◆ Given text:
Of course the wealthy and powerful of tomorrow’s training wouldn’t be complete with racism alongside the capitalism and misogyny. One of the camp elders tells the boys: “This land is made up of layer upon layer of Indigenous weapons, Indigenous shit, Indigenous blood, Indigenous bones. And who knows? Perhaps their descendants are still around.” A flippant attitude especially at the end, as if the bourgeois, religious elite think they eradicated all the Indigenous people in Mexico. Their disrespect of Indigenous history is a form of erasure. There’s otherwise a general air of racism at the boys’ camp.
One kid named Eduardo is called “brownie” by the white kids. When Eduardo eventually winds up in a fight with one of the racist boys, breaking the kid’s nose, this leads to a look at the racial division intersecting with class in Mexican society. We discover that Eduardo is a “scholarship kid” and he’s then called a “little savage” by the other mother’s boy. The way the racist boy and his family are treated with care versus the way Eduardo’s treated with disdain is a reminder that even when those of the lower classes, or those not of a dominant ethnic/racial group, climb the ladder by pulling up their metaphorical bootstraps and making it into centres of power, they are still seen as not belonging.
At a certain point we hear about the “Turdus albocinctus,” otherwise known as the white-collared blackbird. One of the camp elders mentions that “the Turdus steals, kills, and also rapes.” The boys are told how the Turdus have lived for centuries in the forest and have “formed an impenetrable male–only society.” The birds and their behaviour become a mirror of men and patriarchal society. More than that, in an age when queer and trans people are being irresponsibly labeled as groomers, The Hole in the Fence confronts the actual grooming forever at work in a heteronormative, patriarchal society. When one boy complains to the elders, one of the older men replies: “That‘s why we’re grooming you.” We later see the older men using binoculars to watch the young boys, like a perverse subversion of birdwatching; the boys are the young Turdus albocinctuses being turned into stealing, killing, raping machines. In fact, The Hole in the Fence urges that homosexuality is not the force driving grooming, rather men are the ones who groom, regardless of sexual orientation. One of the elders says that “in secret” the Turdus “males mate with each other” and even rape the youngest; again, just like the men at the camp, the men who run society. We see the men act just like the Turdus, perhaps even worse since an abused boy, Diego, who was raped by a man at the camp ends up being killed for trying to escape.

◆ Given exercise 1: Could you repeat the film review above word for word?

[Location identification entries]
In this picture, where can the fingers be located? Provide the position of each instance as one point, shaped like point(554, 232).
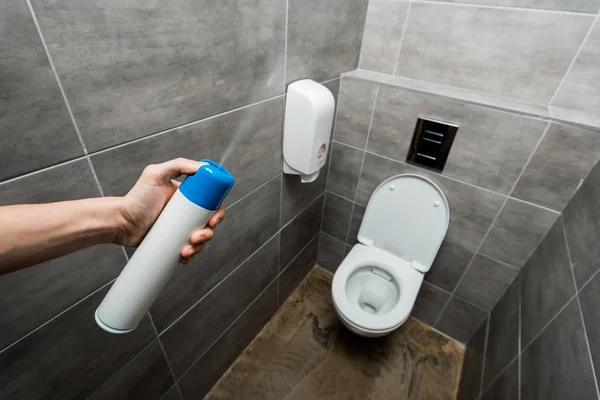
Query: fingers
point(217, 217)
point(175, 168)
point(190, 251)
point(201, 236)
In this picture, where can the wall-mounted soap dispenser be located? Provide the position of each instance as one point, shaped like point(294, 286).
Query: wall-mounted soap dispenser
point(309, 112)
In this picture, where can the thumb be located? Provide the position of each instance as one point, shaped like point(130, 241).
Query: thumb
point(177, 167)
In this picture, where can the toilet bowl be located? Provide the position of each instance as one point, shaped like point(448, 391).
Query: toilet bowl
point(375, 287)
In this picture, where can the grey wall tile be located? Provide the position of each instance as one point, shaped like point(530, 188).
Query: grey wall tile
point(248, 225)
point(357, 99)
point(514, 53)
point(192, 335)
point(334, 87)
point(331, 252)
point(449, 265)
point(430, 303)
point(516, 233)
point(300, 231)
point(382, 36)
point(470, 377)
point(297, 195)
point(253, 158)
point(590, 6)
point(472, 209)
point(557, 364)
point(36, 128)
point(171, 394)
point(461, 320)
point(588, 298)
point(200, 379)
point(130, 71)
point(579, 90)
point(295, 272)
point(357, 215)
point(582, 228)
point(69, 357)
point(506, 387)
point(147, 376)
point(344, 170)
point(490, 149)
point(485, 281)
point(336, 216)
point(25, 293)
point(324, 37)
point(503, 338)
point(546, 284)
point(375, 170)
point(565, 156)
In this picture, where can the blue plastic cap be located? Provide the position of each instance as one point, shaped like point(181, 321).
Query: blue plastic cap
point(208, 186)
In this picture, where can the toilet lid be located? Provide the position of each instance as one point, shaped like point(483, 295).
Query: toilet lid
point(407, 216)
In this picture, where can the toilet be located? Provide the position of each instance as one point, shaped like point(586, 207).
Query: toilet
point(375, 287)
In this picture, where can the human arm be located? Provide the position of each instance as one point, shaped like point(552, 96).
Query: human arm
point(34, 233)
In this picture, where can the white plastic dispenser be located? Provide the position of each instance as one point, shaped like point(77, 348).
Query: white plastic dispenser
point(157, 258)
point(309, 112)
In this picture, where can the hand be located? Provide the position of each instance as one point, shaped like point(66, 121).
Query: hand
point(142, 205)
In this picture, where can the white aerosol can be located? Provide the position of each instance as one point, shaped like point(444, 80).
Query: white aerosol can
point(158, 256)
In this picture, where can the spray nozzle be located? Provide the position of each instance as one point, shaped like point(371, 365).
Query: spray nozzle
point(208, 186)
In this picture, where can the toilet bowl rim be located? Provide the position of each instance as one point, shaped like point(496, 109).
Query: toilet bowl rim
point(409, 281)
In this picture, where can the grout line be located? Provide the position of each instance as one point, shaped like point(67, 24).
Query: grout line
point(519, 341)
point(186, 125)
point(535, 149)
point(389, 81)
point(287, 10)
point(340, 196)
point(93, 153)
point(362, 39)
point(162, 348)
point(362, 163)
point(95, 176)
point(299, 252)
point(564, 78)
point(253, 191)
point(488, 324)
point(47, 168)
point(329, 80)
point(484, 390)
point(279, 231)
point(57, 315)
point(472, 260)
point(402, 38)
point(301, 211)
point(125, 253)
point(224, 332)
point(120, 369)
point(218, 284)
point(523, 9)
point(55, 72)
point(587, 341)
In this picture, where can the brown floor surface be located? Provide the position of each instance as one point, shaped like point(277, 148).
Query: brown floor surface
point(305, 352)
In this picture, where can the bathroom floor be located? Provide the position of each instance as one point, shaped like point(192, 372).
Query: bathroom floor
point(304, 352)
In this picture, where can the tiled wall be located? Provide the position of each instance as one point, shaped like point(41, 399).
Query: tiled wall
point(543, 336)
point(541, 52)
point(93, 92)
point(507, 178)
point(521, 79)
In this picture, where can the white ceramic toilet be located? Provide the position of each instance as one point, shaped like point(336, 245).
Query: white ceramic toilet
point(374, 289)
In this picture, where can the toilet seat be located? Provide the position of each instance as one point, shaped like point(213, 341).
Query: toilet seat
point(401, 232)
point(406, 277)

◆ Given exercise 2: Can you copy out the part of the rows that opens with the line containing "In this picture, where can the spray" and closes with the line containing "point(409, 281)"?

◆ Full response 1:
Of course the wealthy and powerful of tomorrow’s training wouldn’t be complete with racism alongside the capitalism and misogyny. One of the camp elders tells the boys: “This land is made up of layer upon layer of Indigenous weapons, Indigenous shit, Indigenous blood, Indigenous bones. And who knows? Perhaps their descendants are still around.” A flippant attitude especially at the end, as if the bourgeois, religious elite think they eradicated all the Indigenous people in Mexico. Their disrespect of Indigenous history is a form of erasure. There’s otherwise a general air of racism at the boys’ camp.
One kid named Eduardo is called “brownie” by the white kids. When Eduardo eventually winds up in a fight with one of the racist boys, breaking the kid’s nose, this leads to a look at the racial division intersecting with class in Mexican society. We discover that Eduardo is a “scholarship kid” and he’s then called a “little savage” by the other mother’s boy. The way the racist boy and his family are treated with care versus the way Eduardo’s treated with disdain is a reminder that even when those of the lower classes, or those not of a dominant ethnic/racial group, climb the ladder by pulling up their metaphorical bootstraps and making it into centres of power, they are still seen as not belonging.
At a certain point we hear about the “Turdus albocinctus,” otherwise known as the white-collared blackbird. One of the camp elders mentions that “the Turdus steals, kills, and also rapes.” The boys are told how the Turdus have lived for centuries in the forest and have “formed an impenetrable male–only society.” The birds and their behaviour become a mirror of men and patriarchal society. More than that, in an age when queer and trans people are being irresponsibly labeled as groomers, The Hole in the Fence confronts the actual grooming forever at work in a heteronormative, patriarchal society. When one boy complains to the elders, one of the older men replies: “That‘s why we’re grooming you.” We later see the older men using binoculars to watch the young boys, like a perverse subversion of birdwatching; the boys are the young Turdus albocinctuses being turned into stealing, killing, raping machines. In fact, The Hole in the Fence urges that homosexuality is not the force driving grooming, rather men are the ones who groom, regardless of sexual orientation. One of the elders says that “in secret” the Turdus “males mate with each other” and even rape the youngest; again, just like the men at the camp, the men who run society. We see the men act just like the Turdus, perhaps even worse since an abused boy, Diego, who was raped by a man at the camp ends up being killed for trying to escape.

◆ Full response 2:
In this picture, where can the spray nozzle be located? Provide the position of each instance as one point, shaped like point(371, 365).
Query: spray nozzle
point(208, 186)
In this picture, where can the toilet bowl rim be located? Provide the position of each instance as one point, shaped like point(496, 109).
Query: toilet bowl rim
point(409, 281)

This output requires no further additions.